- [Text]
▬▬▬▬▬▬▬▬▬▬
This integration "[deviates] from the traditional enterprise interactive model of command line interfaces...[but] allows for switches to be managed just as servers are with weekly software rollouts and roll backs thus ensuring a mature configuration and deployment model," the blog says.

This also is similar to Cumulus Linux, which is devised to run switches as simply another piece of software (and hardware) to be managed with conventional enterprise tools. In Cumulus' case, the management tools are software like Puppet or Chef; in Microsoft's case, it's Microsoft's system-management technology.

For their eyes only

What will Microsoft likely do with ACS in the long term? One possibility: ACS will be offered to users as a way to build a more Azure-like environment within their data centers -- much as Microsoft is planning to do with Azure Service Fabric.
▬▬▬▬▬▬▬▬▬▬
- [Data to use]
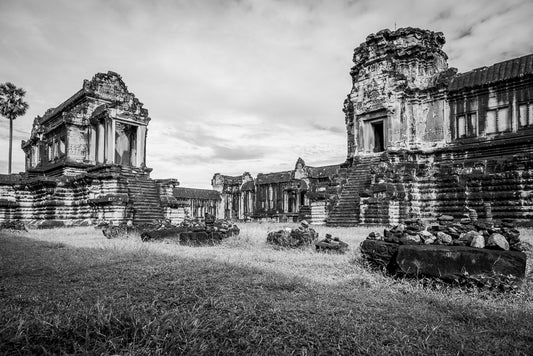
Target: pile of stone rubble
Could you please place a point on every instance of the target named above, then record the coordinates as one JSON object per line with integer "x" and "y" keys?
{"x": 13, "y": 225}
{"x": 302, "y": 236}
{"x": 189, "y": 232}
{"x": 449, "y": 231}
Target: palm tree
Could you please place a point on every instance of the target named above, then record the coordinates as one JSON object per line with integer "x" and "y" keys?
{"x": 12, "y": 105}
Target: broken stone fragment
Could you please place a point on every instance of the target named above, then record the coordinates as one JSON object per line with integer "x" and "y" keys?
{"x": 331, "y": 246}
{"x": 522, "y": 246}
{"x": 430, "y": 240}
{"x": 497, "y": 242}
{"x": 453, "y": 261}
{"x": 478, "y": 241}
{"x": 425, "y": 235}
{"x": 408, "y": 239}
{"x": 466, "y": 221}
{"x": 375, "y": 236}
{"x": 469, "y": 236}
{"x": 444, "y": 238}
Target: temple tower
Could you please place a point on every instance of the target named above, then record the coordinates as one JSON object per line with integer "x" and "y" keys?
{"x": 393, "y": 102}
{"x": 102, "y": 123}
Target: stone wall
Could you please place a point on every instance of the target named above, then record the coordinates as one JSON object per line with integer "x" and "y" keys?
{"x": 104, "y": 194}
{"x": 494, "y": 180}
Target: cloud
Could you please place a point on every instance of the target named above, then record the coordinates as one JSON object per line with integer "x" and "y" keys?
▬▬▬▬▬▬▬▬▬▬
- [Stated problem A] Please rewrite the entries starting with the line with "Target: cloud" and going on through the end of the entries, replacing "instance" with "occurrence" and leaving everything else unchanged.
- [Stated problem B] Continue the text about Microsoft's switch software and ACS, beginning after its last sentence.

- [Written answer A]
Target: cloud
Could you please place a point on every occurrence of the target named above, then record the coordinates as one JSON object per line with integer "x" and "y" keys?

- [Written answer B]
The competitive edge Azure provides for Microsoft in the cloud is bound up with the likes of ACS. Still, every cloud has to keep innovating; in time, Microsoft may offer ACS freely, but probably only after the advantage it provides Azure has been superseded by other, more ambitious features.

If ACS becomes the closest thing to a Microsoft-branded Linux distribution, it will -- like all the other work the company has done with Linux -- be a way to better support Microsoft's proprietary cloud efforts. Linux users will win out by having better support in Azure for their OS of choice. But Microsoft's first duty, as always, is to Microsoft itself.